(TASK OBJECTIVE):
Wherever the word "marker" appears in a line of the data, that line should be copied.

--- DATA SHOWN Enclosed Below ---

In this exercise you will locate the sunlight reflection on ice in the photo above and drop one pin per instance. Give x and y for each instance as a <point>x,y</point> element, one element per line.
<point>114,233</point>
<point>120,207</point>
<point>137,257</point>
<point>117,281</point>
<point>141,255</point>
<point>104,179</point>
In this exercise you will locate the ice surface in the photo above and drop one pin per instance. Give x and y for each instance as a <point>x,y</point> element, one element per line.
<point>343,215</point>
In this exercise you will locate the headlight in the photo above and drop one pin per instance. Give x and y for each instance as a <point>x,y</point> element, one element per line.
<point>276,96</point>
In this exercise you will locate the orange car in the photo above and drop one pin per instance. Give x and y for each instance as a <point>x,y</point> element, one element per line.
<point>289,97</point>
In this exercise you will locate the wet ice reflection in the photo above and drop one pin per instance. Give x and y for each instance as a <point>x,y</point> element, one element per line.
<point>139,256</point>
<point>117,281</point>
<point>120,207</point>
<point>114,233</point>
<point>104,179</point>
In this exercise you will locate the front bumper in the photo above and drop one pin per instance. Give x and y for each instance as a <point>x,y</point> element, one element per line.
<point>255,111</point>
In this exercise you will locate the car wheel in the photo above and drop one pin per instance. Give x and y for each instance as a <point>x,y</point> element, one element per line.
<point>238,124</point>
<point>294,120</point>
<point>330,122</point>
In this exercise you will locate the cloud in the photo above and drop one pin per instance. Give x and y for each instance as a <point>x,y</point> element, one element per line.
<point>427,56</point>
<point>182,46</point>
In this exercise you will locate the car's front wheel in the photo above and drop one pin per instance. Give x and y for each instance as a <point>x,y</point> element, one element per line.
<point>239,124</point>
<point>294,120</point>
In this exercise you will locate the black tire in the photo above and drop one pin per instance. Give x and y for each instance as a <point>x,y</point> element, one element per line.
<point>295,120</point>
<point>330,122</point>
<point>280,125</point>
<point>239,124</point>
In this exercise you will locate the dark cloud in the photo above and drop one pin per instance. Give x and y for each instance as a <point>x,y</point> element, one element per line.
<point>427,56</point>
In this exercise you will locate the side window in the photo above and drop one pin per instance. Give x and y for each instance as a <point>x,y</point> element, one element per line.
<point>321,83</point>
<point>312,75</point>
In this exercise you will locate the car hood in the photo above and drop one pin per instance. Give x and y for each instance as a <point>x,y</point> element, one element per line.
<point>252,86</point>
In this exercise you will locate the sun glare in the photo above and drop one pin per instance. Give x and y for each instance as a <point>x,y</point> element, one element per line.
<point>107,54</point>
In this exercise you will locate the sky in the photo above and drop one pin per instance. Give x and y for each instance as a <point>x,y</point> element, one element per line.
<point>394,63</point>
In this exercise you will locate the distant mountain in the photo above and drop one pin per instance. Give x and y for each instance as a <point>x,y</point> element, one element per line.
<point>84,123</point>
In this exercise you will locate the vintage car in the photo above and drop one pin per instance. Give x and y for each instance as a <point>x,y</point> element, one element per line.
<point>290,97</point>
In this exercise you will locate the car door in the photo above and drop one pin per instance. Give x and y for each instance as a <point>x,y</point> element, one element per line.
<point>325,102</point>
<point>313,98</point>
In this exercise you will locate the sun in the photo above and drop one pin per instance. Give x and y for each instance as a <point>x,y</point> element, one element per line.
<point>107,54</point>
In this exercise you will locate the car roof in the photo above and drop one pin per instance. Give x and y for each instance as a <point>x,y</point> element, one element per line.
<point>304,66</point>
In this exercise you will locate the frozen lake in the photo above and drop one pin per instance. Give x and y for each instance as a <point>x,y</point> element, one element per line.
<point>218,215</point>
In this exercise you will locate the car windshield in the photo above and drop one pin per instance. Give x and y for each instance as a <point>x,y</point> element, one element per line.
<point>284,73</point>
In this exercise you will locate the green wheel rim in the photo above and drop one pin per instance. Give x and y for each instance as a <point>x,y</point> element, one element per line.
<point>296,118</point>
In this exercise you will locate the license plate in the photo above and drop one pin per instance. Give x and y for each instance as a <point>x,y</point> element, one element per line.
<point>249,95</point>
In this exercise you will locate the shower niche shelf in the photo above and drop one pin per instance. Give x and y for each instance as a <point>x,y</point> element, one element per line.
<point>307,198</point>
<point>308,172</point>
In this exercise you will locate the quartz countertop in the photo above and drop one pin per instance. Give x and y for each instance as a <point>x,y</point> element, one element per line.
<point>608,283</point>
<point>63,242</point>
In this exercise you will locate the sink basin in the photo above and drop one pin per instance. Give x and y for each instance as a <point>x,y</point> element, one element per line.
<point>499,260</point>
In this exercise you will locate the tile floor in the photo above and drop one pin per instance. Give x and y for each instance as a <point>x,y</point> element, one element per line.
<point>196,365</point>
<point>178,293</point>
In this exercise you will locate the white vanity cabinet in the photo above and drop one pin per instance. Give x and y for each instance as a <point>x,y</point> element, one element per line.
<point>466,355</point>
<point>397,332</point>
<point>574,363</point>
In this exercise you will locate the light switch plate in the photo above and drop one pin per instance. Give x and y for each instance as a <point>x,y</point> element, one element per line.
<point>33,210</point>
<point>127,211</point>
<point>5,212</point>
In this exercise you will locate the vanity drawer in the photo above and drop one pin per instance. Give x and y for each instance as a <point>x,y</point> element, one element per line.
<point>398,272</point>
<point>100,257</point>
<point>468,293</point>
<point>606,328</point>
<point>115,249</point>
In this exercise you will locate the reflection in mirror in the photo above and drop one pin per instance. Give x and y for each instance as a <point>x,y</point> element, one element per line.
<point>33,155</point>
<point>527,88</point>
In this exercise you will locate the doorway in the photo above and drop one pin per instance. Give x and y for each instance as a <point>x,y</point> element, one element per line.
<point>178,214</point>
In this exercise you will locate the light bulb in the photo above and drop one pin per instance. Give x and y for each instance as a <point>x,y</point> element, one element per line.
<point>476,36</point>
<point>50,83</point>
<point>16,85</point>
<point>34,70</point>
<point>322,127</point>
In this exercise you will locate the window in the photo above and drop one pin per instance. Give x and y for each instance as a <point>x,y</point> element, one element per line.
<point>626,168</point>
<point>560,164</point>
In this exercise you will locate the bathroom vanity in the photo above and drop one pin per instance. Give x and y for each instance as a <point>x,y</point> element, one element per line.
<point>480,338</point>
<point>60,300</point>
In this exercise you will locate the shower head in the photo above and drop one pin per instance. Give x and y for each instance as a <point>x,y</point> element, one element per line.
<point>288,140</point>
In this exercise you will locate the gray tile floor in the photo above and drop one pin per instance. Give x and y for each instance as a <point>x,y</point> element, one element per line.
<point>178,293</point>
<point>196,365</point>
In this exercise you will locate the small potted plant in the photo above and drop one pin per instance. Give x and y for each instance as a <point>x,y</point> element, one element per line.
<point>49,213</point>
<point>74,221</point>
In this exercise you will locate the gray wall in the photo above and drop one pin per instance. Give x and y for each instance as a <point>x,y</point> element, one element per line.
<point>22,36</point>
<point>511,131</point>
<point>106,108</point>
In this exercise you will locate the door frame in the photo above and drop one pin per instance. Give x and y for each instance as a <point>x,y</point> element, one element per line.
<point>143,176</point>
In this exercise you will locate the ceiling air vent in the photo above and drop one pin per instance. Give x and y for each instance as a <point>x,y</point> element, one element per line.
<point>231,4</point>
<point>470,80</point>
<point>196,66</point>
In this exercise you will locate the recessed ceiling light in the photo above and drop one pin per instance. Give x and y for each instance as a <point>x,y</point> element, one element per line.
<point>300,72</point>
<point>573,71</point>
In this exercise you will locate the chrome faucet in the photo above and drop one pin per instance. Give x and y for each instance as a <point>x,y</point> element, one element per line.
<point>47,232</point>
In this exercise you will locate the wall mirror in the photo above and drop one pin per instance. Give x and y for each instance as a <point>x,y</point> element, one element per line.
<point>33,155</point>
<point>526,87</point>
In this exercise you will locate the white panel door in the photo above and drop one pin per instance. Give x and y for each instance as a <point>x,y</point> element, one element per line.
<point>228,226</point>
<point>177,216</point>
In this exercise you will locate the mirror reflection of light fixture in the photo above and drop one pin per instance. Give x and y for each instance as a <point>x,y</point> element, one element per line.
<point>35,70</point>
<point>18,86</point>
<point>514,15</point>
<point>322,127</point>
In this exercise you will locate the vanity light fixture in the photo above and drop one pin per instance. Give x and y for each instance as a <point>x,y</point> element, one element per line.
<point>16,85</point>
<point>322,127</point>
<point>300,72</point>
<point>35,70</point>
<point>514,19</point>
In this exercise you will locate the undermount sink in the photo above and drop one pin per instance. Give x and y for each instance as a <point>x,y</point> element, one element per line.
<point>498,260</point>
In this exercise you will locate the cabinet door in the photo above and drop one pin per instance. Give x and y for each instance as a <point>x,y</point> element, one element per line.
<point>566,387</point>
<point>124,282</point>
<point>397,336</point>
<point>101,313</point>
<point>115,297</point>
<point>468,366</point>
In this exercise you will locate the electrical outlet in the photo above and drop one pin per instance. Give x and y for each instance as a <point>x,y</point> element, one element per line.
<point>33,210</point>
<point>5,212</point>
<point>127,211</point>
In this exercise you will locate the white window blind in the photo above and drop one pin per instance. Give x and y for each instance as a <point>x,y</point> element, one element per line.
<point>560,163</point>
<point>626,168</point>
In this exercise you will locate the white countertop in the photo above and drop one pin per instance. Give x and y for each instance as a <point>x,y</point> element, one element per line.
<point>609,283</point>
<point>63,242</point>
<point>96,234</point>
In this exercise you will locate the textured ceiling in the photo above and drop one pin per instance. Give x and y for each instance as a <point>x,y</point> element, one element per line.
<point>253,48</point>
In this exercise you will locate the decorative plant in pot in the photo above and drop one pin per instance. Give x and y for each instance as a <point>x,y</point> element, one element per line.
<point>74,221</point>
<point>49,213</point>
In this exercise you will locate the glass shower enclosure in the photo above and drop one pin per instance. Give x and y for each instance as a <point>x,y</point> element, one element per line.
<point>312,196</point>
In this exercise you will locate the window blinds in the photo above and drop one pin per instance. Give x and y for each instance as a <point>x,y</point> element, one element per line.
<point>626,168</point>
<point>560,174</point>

--- End of Enclosed DATA SHOWN ---
--- DATA SHOWN Enclosed Below ---

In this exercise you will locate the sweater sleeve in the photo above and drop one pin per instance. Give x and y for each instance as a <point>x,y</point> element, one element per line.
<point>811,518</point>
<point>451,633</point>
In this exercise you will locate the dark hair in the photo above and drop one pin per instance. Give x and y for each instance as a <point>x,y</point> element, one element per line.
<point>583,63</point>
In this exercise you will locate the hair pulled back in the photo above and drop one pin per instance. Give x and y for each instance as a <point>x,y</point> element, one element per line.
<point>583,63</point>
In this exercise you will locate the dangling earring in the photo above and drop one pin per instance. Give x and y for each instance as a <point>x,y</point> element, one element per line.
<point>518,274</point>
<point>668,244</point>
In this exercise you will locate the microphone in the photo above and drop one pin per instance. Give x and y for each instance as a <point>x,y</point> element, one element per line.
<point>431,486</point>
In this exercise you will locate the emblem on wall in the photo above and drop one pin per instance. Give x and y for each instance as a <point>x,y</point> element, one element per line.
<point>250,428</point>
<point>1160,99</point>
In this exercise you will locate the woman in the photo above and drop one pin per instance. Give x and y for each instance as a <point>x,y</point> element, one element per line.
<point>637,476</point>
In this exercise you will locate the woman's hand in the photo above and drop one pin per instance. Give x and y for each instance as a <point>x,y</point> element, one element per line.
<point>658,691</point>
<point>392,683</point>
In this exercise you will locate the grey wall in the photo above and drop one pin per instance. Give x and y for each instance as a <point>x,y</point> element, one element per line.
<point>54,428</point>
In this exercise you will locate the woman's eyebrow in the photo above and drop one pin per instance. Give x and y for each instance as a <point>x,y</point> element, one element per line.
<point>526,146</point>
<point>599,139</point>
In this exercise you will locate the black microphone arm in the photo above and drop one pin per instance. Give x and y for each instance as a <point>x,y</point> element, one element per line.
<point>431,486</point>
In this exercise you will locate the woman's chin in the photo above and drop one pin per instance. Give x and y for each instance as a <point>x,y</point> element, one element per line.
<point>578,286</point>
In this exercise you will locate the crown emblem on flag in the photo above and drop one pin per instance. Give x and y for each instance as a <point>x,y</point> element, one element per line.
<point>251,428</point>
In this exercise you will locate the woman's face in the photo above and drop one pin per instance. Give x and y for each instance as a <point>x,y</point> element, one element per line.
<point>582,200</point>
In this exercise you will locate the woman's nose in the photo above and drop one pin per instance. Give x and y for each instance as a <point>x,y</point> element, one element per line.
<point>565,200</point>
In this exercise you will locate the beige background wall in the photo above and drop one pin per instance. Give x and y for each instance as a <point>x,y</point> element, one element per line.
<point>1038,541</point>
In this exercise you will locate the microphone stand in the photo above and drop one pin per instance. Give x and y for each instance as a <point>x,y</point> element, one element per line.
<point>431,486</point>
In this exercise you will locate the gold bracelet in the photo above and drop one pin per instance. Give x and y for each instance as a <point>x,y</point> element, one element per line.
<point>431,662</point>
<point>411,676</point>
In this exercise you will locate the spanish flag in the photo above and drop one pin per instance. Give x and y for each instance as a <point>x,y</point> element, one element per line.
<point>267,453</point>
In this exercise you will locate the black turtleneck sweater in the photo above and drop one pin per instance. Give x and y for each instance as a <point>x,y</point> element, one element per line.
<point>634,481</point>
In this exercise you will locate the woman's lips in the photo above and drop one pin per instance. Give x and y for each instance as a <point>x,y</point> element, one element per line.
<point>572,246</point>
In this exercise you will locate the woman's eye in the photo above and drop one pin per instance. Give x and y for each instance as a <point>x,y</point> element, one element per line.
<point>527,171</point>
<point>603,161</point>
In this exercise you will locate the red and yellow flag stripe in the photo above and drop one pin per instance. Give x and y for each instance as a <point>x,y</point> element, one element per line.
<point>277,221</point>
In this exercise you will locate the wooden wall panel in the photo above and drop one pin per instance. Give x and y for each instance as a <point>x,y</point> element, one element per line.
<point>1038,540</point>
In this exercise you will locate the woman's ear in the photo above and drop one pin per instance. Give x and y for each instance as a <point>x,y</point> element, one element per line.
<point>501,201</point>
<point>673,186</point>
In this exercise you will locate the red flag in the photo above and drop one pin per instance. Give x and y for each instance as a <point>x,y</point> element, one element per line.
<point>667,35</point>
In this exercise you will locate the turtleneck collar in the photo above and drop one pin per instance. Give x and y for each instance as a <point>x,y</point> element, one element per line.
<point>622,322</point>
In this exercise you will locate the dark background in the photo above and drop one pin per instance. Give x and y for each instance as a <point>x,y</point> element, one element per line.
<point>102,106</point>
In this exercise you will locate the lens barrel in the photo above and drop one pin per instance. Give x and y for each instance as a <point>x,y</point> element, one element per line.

--- End of Enclosed DATA SHOWN ---
--- DATA SHOWN Enclosed Below ---

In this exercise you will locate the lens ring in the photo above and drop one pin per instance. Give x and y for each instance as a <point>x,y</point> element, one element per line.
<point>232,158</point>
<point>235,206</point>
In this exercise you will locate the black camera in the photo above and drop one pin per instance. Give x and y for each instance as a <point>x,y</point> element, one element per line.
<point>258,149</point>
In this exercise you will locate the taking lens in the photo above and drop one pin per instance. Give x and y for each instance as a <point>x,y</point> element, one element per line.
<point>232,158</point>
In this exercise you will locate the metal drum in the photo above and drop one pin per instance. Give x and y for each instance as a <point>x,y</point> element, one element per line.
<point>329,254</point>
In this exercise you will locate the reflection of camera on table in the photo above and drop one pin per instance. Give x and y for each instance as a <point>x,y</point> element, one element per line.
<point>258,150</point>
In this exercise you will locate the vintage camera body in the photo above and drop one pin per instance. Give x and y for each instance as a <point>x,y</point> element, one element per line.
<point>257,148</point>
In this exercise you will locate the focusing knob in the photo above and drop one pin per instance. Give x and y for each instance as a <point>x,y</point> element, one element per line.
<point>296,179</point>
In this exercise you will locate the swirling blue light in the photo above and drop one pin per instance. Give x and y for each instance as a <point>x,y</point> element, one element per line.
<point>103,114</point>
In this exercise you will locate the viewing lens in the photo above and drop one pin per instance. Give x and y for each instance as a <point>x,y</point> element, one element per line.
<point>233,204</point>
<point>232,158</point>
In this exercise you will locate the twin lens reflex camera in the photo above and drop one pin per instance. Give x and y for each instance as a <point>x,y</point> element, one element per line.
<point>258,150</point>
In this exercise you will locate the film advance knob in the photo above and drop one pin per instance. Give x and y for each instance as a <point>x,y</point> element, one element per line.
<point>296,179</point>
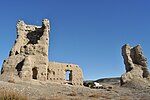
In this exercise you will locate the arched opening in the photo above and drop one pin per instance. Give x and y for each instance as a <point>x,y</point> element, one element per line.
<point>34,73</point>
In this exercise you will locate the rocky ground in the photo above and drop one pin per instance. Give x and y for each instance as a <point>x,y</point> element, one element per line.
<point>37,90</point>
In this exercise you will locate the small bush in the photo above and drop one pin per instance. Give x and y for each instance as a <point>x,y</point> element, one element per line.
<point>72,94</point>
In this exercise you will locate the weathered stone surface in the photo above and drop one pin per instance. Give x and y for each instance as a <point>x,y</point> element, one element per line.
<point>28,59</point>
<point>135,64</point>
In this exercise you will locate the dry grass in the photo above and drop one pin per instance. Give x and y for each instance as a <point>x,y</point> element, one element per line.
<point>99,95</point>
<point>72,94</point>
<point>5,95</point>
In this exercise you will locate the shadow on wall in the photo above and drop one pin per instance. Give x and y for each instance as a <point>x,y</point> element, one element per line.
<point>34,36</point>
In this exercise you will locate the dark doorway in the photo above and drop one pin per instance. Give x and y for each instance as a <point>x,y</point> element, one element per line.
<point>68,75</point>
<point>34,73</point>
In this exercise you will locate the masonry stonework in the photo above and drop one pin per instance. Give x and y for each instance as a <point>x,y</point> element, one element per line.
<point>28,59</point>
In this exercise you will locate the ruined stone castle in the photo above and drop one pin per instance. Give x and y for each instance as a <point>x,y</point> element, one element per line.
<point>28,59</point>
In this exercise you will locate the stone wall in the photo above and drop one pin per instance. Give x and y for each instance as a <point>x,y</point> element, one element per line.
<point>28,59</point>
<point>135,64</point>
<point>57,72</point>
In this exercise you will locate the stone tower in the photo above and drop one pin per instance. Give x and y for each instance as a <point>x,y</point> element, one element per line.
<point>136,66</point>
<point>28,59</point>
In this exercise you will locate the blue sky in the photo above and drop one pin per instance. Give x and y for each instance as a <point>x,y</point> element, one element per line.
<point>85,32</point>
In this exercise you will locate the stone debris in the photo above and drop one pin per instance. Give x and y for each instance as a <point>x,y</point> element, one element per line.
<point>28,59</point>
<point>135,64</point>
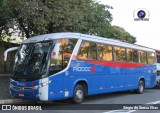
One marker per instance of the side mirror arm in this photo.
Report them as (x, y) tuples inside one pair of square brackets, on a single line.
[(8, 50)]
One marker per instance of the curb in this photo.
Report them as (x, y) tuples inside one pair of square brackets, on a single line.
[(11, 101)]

--- End of Enclosed DATA SHOWN ---

(YOUR RESPONSE):
One marker per instance of the side mirror arm in this photo.
One marker per instance of the curb in this photo.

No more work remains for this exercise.